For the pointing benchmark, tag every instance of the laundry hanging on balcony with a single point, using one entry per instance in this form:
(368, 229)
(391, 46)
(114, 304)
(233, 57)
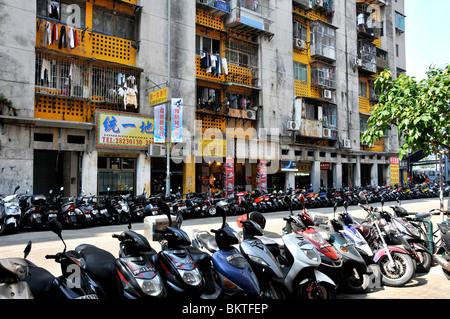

§ Task brief
How many lines in the listing above contain the word "point"? Reply with the number alone.

§ The response
1